:: Text section
We saw real, unadulterated anti-Semitism on the webpages of the Israel-Palestine Mission Network (IPMN) – one of the radical groups behind the incessant anti-Israel resolutions. When we pointed this out, church leadership denied that IPMN spoke for the church – even as it continued to link to them from its own webpages and provided their IRS charitable organization status.

We recently witnessed a chairman of the committee scheduled to debate anti-Israel measures, a person known for his fairness and neutrality, summarily asked to resign because he had visited Israel on a Jewish-sponsored tour. No matter that the church pushes its own, carefully designed pro-Palestinian tours. We watched in disgust as they trotted out “Jewish voices” to allege that Jews themselves were now completely divided about Israel, despite the fact that those spokespeople were as representative of the Jewish community as flatearth advocates are of geographers.
The entire piece is possibly the best, single-article indictment of the PCUSA's actions.

Meanwhile, Israel-haters within and outside the church are pretending that the church leadership's antisemitism and single-minded hate for Zionism is merely "tough love."

Oh, so this is love?

Larry Grimm, a leading Presbyterian advocate of boycotting Israel, wrote a Facebook message that shows his "tough love" immediately before endorsing that article. He was quoted as saying "Come home to America, Jewish friends." He then followed up by saying "America is the Promised Land. We all know this. Come to the land of opportunity. Quit feeling guilt about what you are doing in Palestine, Jewish friends. Stop it. Come home to America!"
::::
:: Data shown
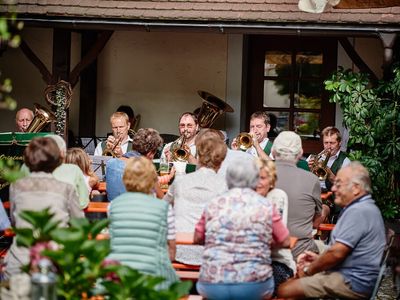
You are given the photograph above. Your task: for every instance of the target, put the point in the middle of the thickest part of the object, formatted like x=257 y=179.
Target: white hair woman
x=139 y=223
x=283 y=264
x=238 y=228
::::
- **Written problem 1**: Which sentences does the text on the PCUSA and Israel quote from Larry Grimm? List each one separately.
- **Written problem 2**: Could you carry the text on the PCUSA and Israel forward from its last sentence?

- **Expected answer 1**:
- "Come home to America, Jewish friends."
- "America is the Promised Land."
- "We all know this."
- "Come to the land of opportunity."
- "Quit feeling guilt about what you are doing in Palestine, Jewish friends."
- "Stop it."
- "Come home to America!"

- **Expected answer 2**:
The irony of an American with a name that indicates German ancestry advocating that Jews should abandon their historic homeland and occupy Native American territory is apparently lost on most Presbyterian Church leaders.

Luckily, within the PCUSA there are prominent members who disagree with the direction the church is heading:
AS PASTORS AND LEADERS, we are deeply disturbed by the escalating conflict within the PC(USA) over the Church’s policies toward Israel/Palestine. Conflict over these issues, of course, is nothing new; what is new is the focus and tone of that conflict. For decades, the PC(USA) has argued passionately over how best to express our opposition to the 1967 Israeli occupation of Palestinian land. But through all that time, we have consistently maintained that we oppose the occupation, not Israel.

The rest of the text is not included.